(Page extract):
☆ ☆ ☆ ☆ ☆

Fourth in a series on what's happening in local Bay Area congregations and organizations that serve them.
                                     HOPE - SOURCE NOTES

BY REV. HUGH WIRE         A Special Issue                   VOL. 2 NO. 3 JUNE 1997
 

A REVIEW: CONGREGATION AND COMMUNITY

Ammerman, Nancy Tatom. 1997. Congregation and Community.
New Brunswick, New Jersey: Rutgers University Press. $25.50 . .
With plot, character, and hints of tragedy and comedy, Congregation and Community offers an absorbing collection of short stories about congregations. Nancy Ammerman, a deeply ecumenical Southern Baptist, currently professor of sociology of religion at Hartford Seminary, reports on her collaborative study funded by the Lily Foundation.

Twenty-three stories are told of 23 congregations dealing with change in their surroundings.

Each was studied with clear purpose. We wanted to know how they fare, by what processes they adapt (when they do), even what the process of decline and death looks like (346).
 

The congregations' communities were being changed by:
different people
drastic economics
new social structures

Congregations responded by:
standing pat and declining,
establishing a niche or relocating to keep their identity,
adapting by integrating a new culture with the old or learning new ways,
finding rebirth, or
making a fresh start.

☆ ☆ ☆ ☆ ☆

(Given material):

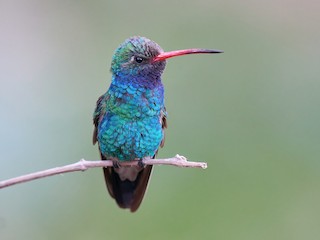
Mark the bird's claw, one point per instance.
(116, 164)
(141, 163)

☆ ☆ ☆ ☆ ☆

(Exercise directions):
Continue the review of Congregation and Community with the next passage after its closing line, "making a fresh start."

(Answer for this exercise):
Tragedy haunts stories like that of Brighton Avenue Baptist, Boston, with its faithful core of 15 worshippers in a grand building condemned by their very faithfulness to walk a narrow path toward their own and the congregation's death.

Comedy brightens the account of the hard road of the lesbians who form the core of First Existentialist community (loosely Unitarian-Universalist) in Atlanta served wondrously by a male pastor. And comedy also marks the rise from obscurity of First Congregational in Long Beach under its female pastor whose irrepressibility delights the writers.

Underpinning all the story-telling is confidence in the secure place of churches in modern life. The writers
believe that people's needs for a community of trust and meaning will cause congregations to rise up or adapt. This reflects the confidence of Jesus that if these were silent, the stones would shout out (Matt 19:40).

Or as Ammerman writes in a more neutral language,
as one set of congregations, born to mobilize the religious and social energies of one population, declines and dies, another set is being born in its stead, mobilizing the new religious and social energies of a new population.... The voluntary and particularistic character of religion in the United States makes the process of religious births and adaptations both possible and likely (348).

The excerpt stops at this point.